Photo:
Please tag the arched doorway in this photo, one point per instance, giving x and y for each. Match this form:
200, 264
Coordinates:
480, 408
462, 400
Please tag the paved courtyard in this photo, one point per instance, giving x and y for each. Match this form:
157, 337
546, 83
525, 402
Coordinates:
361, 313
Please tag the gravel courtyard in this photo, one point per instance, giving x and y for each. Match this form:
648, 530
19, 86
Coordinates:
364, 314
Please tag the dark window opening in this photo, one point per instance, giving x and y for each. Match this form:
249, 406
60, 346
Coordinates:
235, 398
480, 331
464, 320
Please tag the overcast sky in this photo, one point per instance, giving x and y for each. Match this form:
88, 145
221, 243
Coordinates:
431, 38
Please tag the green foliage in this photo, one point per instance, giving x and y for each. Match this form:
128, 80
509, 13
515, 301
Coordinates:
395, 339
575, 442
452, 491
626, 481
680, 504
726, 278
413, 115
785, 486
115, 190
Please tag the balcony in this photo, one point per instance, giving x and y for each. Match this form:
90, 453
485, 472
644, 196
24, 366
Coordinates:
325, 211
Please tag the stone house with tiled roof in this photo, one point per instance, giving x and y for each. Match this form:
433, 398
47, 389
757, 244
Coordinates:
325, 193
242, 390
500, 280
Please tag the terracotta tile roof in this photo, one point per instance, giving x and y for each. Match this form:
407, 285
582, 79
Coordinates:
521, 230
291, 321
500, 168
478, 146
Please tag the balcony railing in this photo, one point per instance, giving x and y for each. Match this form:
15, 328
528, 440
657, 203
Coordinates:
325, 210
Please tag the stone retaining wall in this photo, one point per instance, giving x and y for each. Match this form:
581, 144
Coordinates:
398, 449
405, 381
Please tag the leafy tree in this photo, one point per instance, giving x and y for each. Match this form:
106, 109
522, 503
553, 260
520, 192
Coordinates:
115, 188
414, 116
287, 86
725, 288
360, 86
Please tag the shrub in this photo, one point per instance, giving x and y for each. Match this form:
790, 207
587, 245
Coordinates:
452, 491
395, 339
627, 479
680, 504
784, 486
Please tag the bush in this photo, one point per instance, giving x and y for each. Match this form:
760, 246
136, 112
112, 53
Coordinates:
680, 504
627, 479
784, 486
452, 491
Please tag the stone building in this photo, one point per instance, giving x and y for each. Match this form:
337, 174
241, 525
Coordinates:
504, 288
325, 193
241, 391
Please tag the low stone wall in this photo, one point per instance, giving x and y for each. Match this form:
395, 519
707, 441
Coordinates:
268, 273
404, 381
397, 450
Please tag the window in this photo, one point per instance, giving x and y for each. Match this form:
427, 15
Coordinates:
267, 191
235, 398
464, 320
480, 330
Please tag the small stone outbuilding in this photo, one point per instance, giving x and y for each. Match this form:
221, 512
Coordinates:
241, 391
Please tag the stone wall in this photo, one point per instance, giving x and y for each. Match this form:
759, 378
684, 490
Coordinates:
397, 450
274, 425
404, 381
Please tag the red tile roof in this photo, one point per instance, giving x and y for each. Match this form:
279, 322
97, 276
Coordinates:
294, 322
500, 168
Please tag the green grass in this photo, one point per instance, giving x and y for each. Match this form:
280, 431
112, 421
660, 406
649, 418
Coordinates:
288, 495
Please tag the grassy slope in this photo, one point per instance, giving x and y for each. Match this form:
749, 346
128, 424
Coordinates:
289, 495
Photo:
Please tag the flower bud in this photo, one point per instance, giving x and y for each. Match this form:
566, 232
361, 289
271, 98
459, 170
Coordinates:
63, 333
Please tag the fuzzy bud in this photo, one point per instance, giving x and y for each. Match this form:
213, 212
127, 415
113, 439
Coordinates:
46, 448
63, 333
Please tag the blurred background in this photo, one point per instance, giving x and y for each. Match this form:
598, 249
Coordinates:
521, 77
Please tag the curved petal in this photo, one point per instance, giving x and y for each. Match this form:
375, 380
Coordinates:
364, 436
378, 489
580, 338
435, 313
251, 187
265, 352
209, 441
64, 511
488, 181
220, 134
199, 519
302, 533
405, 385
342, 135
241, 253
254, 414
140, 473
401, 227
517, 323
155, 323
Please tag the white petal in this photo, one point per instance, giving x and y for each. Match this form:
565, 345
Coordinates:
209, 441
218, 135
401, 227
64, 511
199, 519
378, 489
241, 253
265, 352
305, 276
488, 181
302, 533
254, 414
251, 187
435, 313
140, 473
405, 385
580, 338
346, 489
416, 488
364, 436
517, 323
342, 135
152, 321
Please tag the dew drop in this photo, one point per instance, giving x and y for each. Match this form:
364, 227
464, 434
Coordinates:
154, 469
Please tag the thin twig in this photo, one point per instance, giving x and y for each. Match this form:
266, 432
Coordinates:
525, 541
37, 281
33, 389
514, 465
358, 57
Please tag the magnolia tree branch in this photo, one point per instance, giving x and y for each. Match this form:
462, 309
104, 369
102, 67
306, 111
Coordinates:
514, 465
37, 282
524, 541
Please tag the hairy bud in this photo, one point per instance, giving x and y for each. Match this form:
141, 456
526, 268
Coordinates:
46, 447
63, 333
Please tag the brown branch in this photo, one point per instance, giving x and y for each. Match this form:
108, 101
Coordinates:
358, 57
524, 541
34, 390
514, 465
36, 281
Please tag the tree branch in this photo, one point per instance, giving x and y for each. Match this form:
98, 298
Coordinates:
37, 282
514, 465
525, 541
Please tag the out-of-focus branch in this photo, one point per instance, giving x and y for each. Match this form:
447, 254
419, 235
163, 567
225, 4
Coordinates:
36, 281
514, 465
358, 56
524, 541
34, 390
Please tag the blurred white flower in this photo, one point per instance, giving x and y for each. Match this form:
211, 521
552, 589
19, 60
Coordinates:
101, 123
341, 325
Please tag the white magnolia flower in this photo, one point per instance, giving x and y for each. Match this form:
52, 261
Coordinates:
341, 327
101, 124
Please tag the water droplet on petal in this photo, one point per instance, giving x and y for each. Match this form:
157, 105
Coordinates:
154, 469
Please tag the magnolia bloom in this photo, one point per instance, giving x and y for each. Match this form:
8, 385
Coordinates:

────

# Stated goal:
Copy out all the entries shown above, character for character.

# Written response:
Photo:
Please tag the arched doorway in this photo, one point per instance, giving x and y for each. Match this form:
200, 264
Coordinates:
480, 408
462, 400
Please tag the paved courtyard in this photo, one point per instance, giving x and y for each. Match this form:
157, 337
546, 83
525, 402
Coordinates:
361, 313
Please tag the gravel courtyard in this photo, one point per instance, giving x and y for each. Match this form:
648, 530
19, 86
Coordinates:
364, 314
Please tag the dark window opening in this photo, one point per instance, giving x and y for each. Match this form:
249, 406
60, 346
Coordinates:
235, 398
480, 331
464, 320
Please tag the overcast sky in this photo, one point per instance, giving x and y for each. Match this form:
88, 145
221, 243
Coordinates:
431, 38
Please tag the green foliage in this photo, one point per instance, giving x and y for each. Match this form:
128, 80
509, 13
515, 301
Coordinates:
395, 339
575, 442
452, 491
626, 481
680, 504
726, 278
413, 115
785, 486
115, 190
Please tag the balcony in this photo, one point per instance, giving x and y for each. Match this form:
90, 453
485, 472
644, 196
24, 366
Coordinates:
325, 211
Please tag the stone house with tiled roof in this photo, one point per instance, giving x and y for each. Match this form:
433, 398
47, 389
757, 244
Coordinates:
325, 193
242, 390
500, 280
Please tag the terracotta tile roof in this photo, one point per instance, giving x and y for each. Match this form:
407, 285
582, 79
Coordinates:
521, 230
291, 321
500, 168
478, 146
Please tag the balcony railing in this photo, one point per instance, giving x and y for each. Match this form:
15, 328
528, 440
657, 203
Coordinates:
325, 210
Please tag the stone retaining wall in this photo, one point per instance, giving x and y for each. Match this form:
581, 144
Coordinates:
398, 449
405, 381
Please tag the leafy tree in this photo, one point per instance, giving x and y for each. Match this form:
106, 109
522, 503
553, 260
520, 192
Coordinates:
115, 188
414, 116
287, 86
725, 288
360, 86
Please tag the shrub in this photo, one point per instance, giving x and y for each. Match this form:
790, 207
587, 245
Coordinates:
452, 491
395, 339
627, 479
680, 504
784, 486
Please tag the bush in this photo, one point per instance, giving x and y for each. Match this form:
760, 246
136, 112
112, 53
Coordinates:
680, 504
627, 479
784, 486
452, 491
Please tag the stone building in this photo, one point per instance, giving x and y for each. Match this form:
337, 174
241, 525
Coordinates:
504, 288
325, 193
241, 391
Please tag the low stone wall in this photo, one point per instance, giving x and y for each. Match this form:
395, 519
707, 441
Coordinates:
268, 273
404, 381
397, 450
Please tag the window in this photo, one point per instance, giving x and y for each. Match this form:
427, 15
Coordinates:
267, 191
235, 398
464, 320
480, 330
Please tag the small stone outbuilding in this photo, one point per instance, giving x and y for each. Match this form:
221, 512
Coordinates:
241, 391
Please tag the stone wall in this photo, one point per instance, giving x and y for each. Match this form:
759, 378
684, 490
Coordinates:
397, 450
274, 425
404, 381
Please tag the red tile roof in this photo, one point per instance, giving x and y for each. Match this form:
279, 322
97, 276
Coordinates:
294, 322
500, 168
Please tag the green grass in this photo, one point per instance, giving x and y for each. Match this form:
280, 431
112, 421
660, 406
649, 418
Coordinates:
288, 495
Please tag the grassy slope in this photo, one point per instance, giving x and y for each. Match this form:
749, 346
128, 424
Coordinates:
289, 495
Photo:
Please tag the flower bud in this photo, one point per instance, giving x and y for each. Match this form:
566, 232
361, 289
271, 98
459, 170
Coordinates:
63, 333
Please tag the fuzzy bud in this photo, one point per instance, giving x and y for each. Match this form:
213, 212
127, 415
113, 439
Coordinates:
46, 448
63, 333
Please tag the blurred background in this photo, one point per instance, giving x and y for each. Match this form:
598, 249
Coordinates:
521, 77
Please tag the curved petal in this photo, one point per instance, giving x and y for each. Match this form:
375, 380
Coordinates:
364, 436
378, 489
580, 338
435, 313
251, 187
265, 352
209, 441
64, 511
488, 181
220, 134
199, 519
302, 533
405, 385
342, 135
241, 253
254, 414
140, 473
401, 227
517, 323
155, 323
Please tag the white petal in this photo, one point per instance, giving x and y for each. Match this form:
565, 345
Coordinates:
209, 441
218, 135
401, 227
64, 511
199, 519
378, 489
241, 253
265, 352
305, 276
488, 181
302, 533
254, 414
251, 187
435, 313
140, 473
405, 385
580, 338
346, 489
416, 488
364, 436
517, 323
342, 135
152, 321
Please tag the dew drop in this photo, one point per instance, giving x and y for each. Match this form:
364, 227
464, 434
Coordinates:
154, 469
Please tag the thin twig in this photo, one point per instance, giving x and y for each. Match this form:
266, 432
Coordinates:
525, 541
37, 281
33, 389
514, 465
358, 57
Please tag the magnolia tree branch in this photo, one point per instance, giving x and y for each. Match this form:
462, 309
104, 369
102, 67
306, 111
Coordinates:
514, 465
37, 282
524, 541
Please tag the hairy bud in this photo, one point per instance, giving x and y for each. Match this form:
141, 456
526, 268
Coordinates:
46, 447
63, 333
Please tag the brown branch in this photo, one point per instance, giving x and y for each. Match this form:
108, 101
Coordinates:
358, 57
524, 541
34, 390
514, 465
36, 281
Please tag the tree branch in this photo, one point per instance, giving x and y for each. Match this form:
98, 298
Coordinates:
37, 282
514, 465
525, 541
Please tag the out-of-focus branch in this photo, one point per instance, giving x and y for each. Match this form:
447, 254
419, 235
163, 567
225, 4
Coordinates:
36, 281
514, 465
358, 56
524, 541
34, 390
Please tag the blurred white flower in this photo, one point per instance, giving x and y for each. Match this form:
211, 521
552, 589
19, 60
Coordinates:
101, 123
341, 325
Please tag the white magnolia flower in this photo, one point per instance, giving x and y for each. Match this form:
52, 261
Coordinates:
341, 327
101, 124
Please tag the water droplet on petal in this photo, one point per instance, giving x and y for each. Match this form:
157, 105
Coordinates:
154, 469
Please tag the magnolia bloom in this photo, one point per instance, giving x and y for each. Match this form:
8, 385
Coordinates:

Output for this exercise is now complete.